**Goal of the exercise**
Write the full listing out again, keeping every line exactly as it is.

Data provided below:

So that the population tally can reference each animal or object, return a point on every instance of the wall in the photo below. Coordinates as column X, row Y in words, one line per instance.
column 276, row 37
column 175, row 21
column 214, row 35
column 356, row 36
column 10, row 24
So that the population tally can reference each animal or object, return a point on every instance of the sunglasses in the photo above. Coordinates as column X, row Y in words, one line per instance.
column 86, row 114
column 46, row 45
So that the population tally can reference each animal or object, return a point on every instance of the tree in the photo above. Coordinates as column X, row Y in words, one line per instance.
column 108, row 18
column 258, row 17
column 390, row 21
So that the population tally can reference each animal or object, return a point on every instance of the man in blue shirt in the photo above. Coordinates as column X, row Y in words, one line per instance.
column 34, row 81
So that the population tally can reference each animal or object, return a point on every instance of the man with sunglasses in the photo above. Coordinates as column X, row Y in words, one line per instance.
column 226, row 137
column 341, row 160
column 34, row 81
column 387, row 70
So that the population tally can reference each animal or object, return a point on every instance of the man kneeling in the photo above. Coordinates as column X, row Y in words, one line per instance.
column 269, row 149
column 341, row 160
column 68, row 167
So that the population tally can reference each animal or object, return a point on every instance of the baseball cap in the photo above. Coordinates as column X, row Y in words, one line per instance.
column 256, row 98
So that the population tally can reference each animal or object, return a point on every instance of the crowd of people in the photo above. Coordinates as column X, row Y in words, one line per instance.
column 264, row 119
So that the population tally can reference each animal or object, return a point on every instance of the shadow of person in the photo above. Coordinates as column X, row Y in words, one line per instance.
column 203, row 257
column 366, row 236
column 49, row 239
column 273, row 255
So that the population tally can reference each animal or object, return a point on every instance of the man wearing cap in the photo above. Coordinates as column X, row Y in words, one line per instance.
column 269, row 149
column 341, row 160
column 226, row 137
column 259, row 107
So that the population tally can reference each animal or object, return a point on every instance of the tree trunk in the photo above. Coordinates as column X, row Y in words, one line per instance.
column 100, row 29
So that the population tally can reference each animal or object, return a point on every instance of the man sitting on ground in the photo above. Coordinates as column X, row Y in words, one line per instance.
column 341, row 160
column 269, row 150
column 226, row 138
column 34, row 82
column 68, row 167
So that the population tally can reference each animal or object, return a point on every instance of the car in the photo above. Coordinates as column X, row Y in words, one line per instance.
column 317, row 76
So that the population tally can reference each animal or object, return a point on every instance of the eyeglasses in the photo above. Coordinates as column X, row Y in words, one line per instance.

End of Data provided.

**Exercise output**
So that the population tally can reference each animal or object, return a point on every instance of the wall in the photo below. Coordinates as column X, row Y in words, one line per instance.
column 276, row 37
column 175, row 21
column 214, row 35
column 356, row 36
column 10, row 24
So that the population tally can reference each animal or object, return a point on every instance of the sunglasses in the photo above. Coordinates as column X, row Y in words, one line per instance.
column 86, row 114
column 46, row 45
So that the population tally can reference each animal or object, return a point on every instance of the tree in the photo above. Coordinates as column X, row Y in words, one line per instance.
column 108, row 18
column 258, row 17
column 390, row 21
So that the population tally can reference each animal or object, return a point on every instance of the man in blue shirt in the photo above. Coordinates as column X, row Y in words, one line per instance.
column 34, row 81
So that the population tally can reference each animal or object, return a point on every instance of the man with sunglasses in the photo above. Coordinates as column X, row Y in words, one line per instance.
column 226, row 137
column 341, row 160
column 34, row 81
column 387, row 70
So that the population tally can reference each animal or object, return a point on every instance of the man kneeling in the photo above. Coordinates as column X, row Y in words, one line per instance.
column 269, row 149
column 341, row 160
column 68, row 167
So that the population tally can reference each animal or object, return a point on every instance of the baseball cap in the photo above. Coordinates as column X, row Y in words, one line per instance.
column 256, row 98
So that the population tally can reference each animal or object, return a point on every instance of the crowd of people in the photo above. Coordinates as column X, row Y in words, one line per instance.
column 264, row 119
So that the population tally can reference each animal or object, return a point on every instance of the shadow of person in the photo above. Coordinates as column X, row Y in words, one line per instance.
column 203, row 257
column 366, row 236
column 49, row 239
column 273, row 255
So that the population tally can reference each animal or object, return a point on every instance of the man wearing cap in the photo above. Coordinates as column X, row Y in words, one line per instance.
column 269, row 149
column 341, row 160
column 226, row 137
column 259, row 107
So that the population tally can reference each animal or object, return a point on every instance of the tree trunk in the photo above. Coordinates as column X, row Y in words, one line per instance.
column 100, row 29
So that the population tally can reference each animal or object, return a point on every instance of the man sitting on ground in the photo above. Coordinates as column X, row Y in words, one line per instance.
column 341, row 160
column 269, row 150
column 226, row 138
column 34, row 82
column 68, row 167
So that the population tally can reference each animal or object, return a point on every instance of the car in the photo above. Coordinates as column X, row Y in words, one line per instance.
column 317, row 76
So that the population tally can reference each animal or object, return a point on every instance of the eyeglasses in the photo above. Coordinates as column X, row Y in words, one line per instance.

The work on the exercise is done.